■ **MATERIAL PROVIDED**
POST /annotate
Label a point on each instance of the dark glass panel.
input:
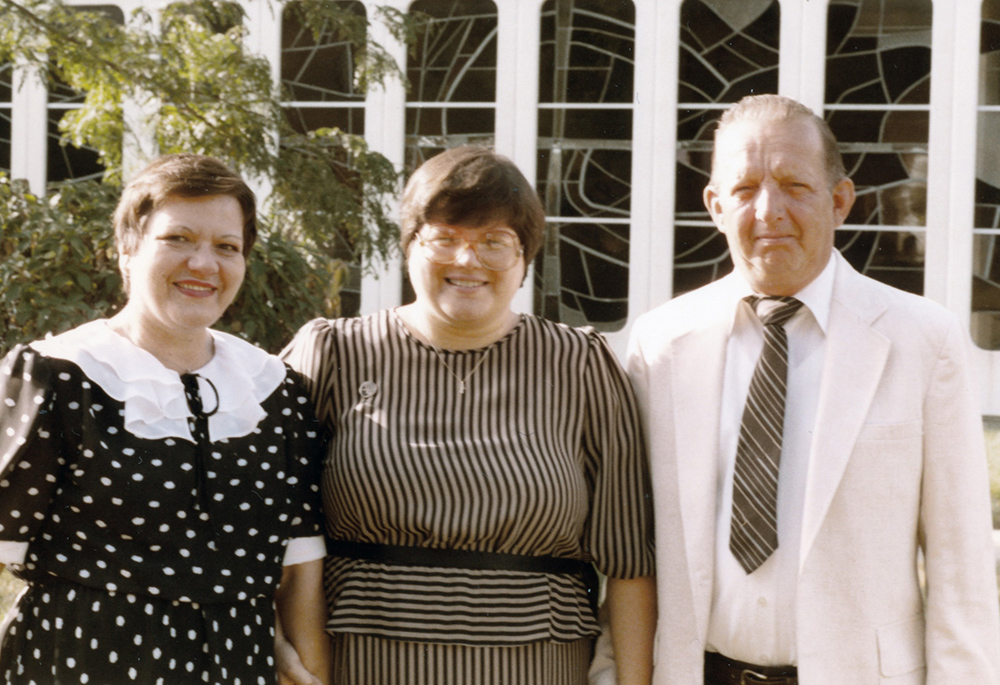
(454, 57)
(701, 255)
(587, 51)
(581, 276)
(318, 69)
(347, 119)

...

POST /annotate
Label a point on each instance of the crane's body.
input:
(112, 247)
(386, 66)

■ **AIM**
Count the lines above that contain the string "point", matching case exactly. Reply with the number alone.

■ **OUTPUT**
2